Stored data entries:
________________

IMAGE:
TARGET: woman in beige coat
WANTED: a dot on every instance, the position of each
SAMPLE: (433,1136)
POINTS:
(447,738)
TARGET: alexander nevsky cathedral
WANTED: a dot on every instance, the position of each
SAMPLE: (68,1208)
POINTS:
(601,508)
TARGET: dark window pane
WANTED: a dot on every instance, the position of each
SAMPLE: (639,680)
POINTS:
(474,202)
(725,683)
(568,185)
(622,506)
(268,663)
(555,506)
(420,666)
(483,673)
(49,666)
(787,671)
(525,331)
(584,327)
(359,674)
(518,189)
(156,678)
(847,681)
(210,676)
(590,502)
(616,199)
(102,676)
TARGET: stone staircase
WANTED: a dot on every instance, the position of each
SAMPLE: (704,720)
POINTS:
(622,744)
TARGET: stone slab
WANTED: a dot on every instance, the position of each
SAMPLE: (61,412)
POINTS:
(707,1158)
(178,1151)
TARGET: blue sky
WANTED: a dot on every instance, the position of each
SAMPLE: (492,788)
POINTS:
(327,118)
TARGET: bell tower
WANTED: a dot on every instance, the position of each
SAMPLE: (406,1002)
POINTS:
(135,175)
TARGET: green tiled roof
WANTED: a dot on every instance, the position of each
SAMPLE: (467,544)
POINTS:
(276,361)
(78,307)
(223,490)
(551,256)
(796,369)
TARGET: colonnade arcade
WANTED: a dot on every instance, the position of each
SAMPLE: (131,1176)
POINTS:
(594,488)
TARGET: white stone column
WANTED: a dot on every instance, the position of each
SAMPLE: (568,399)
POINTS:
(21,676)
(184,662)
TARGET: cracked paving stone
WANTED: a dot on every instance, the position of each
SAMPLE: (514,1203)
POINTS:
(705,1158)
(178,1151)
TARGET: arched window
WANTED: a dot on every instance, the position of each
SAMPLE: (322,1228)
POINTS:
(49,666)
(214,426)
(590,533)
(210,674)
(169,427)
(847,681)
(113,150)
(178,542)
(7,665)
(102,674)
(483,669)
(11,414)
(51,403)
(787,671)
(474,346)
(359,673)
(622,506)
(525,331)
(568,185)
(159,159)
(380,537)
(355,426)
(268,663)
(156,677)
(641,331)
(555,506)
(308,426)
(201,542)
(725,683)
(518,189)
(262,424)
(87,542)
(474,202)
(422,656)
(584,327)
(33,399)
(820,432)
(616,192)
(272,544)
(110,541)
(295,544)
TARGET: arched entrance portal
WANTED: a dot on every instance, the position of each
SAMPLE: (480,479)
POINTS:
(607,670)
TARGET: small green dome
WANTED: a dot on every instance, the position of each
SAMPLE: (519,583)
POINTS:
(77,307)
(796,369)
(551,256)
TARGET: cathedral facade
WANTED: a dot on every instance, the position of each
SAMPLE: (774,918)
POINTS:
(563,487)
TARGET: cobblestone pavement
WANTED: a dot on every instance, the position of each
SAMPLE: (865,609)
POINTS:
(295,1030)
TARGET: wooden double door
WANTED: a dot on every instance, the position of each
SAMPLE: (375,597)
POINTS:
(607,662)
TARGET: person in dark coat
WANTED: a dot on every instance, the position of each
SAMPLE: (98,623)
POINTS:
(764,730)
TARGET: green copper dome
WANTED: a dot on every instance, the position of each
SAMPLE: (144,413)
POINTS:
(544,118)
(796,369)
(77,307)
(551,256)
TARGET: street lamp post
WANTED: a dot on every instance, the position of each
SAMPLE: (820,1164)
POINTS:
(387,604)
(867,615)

________________

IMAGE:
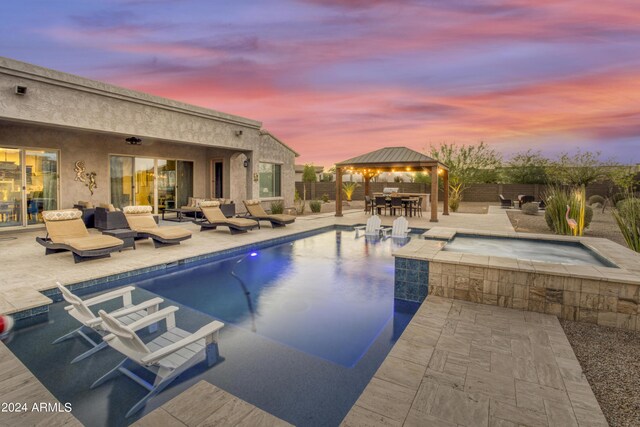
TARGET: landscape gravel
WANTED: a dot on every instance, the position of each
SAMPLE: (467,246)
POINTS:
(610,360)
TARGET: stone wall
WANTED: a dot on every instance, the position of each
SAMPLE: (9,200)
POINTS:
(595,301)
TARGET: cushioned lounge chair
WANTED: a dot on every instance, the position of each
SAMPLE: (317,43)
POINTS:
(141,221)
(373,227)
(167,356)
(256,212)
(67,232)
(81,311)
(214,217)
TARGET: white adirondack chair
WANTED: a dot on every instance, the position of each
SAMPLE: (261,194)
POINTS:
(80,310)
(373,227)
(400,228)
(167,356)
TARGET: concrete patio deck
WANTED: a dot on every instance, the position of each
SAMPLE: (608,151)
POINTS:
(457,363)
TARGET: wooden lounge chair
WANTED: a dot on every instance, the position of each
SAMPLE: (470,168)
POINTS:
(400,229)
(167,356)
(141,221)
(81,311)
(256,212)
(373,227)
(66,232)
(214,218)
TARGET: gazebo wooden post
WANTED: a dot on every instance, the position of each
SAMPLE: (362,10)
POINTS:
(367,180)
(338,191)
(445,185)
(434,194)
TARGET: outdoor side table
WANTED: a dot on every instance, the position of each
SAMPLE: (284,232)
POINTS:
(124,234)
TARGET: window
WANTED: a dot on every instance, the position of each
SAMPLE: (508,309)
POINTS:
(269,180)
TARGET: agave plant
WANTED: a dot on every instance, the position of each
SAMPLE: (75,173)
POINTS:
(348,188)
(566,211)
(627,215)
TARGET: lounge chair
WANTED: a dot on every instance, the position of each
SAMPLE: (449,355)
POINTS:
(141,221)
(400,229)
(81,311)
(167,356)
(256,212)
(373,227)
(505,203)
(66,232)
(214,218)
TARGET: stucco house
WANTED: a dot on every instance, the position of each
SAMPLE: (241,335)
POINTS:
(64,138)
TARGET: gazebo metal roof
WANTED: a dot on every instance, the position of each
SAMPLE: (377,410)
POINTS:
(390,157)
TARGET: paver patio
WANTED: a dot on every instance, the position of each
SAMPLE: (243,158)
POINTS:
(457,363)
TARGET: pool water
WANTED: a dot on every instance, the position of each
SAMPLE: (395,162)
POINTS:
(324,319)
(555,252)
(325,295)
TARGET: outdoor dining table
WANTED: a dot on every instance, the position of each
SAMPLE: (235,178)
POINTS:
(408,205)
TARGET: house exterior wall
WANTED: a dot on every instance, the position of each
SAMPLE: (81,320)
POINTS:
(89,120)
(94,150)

________________

* **Exercise directions**: Please count how many lines in the entries above contain the word "chair", with case taken into account, and reply with only that number.

* **Worked answer**: 4